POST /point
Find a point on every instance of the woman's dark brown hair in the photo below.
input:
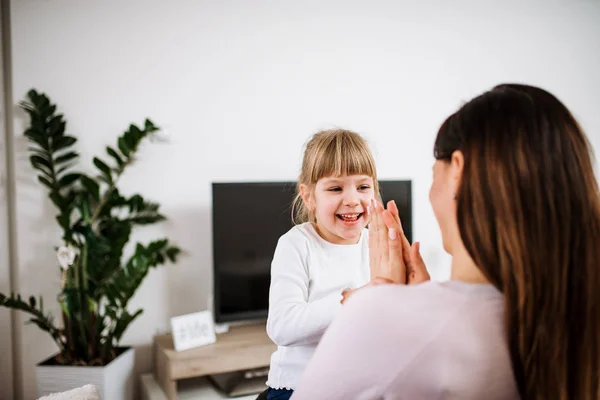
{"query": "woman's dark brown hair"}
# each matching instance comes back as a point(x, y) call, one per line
point(528, 212)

---

▸ WRITTEN EXERCISE
Copy the material above word for word, omitting the picture.

▸ COMPLETE RESPONSE
POST /point
Find a point on every instance of the woman's dark brown hair in the photo below.
input:
{"query": "woman's dark brown hair"}
# each matching instance comes back as a point(x, y) call, one per line
point(528, 212)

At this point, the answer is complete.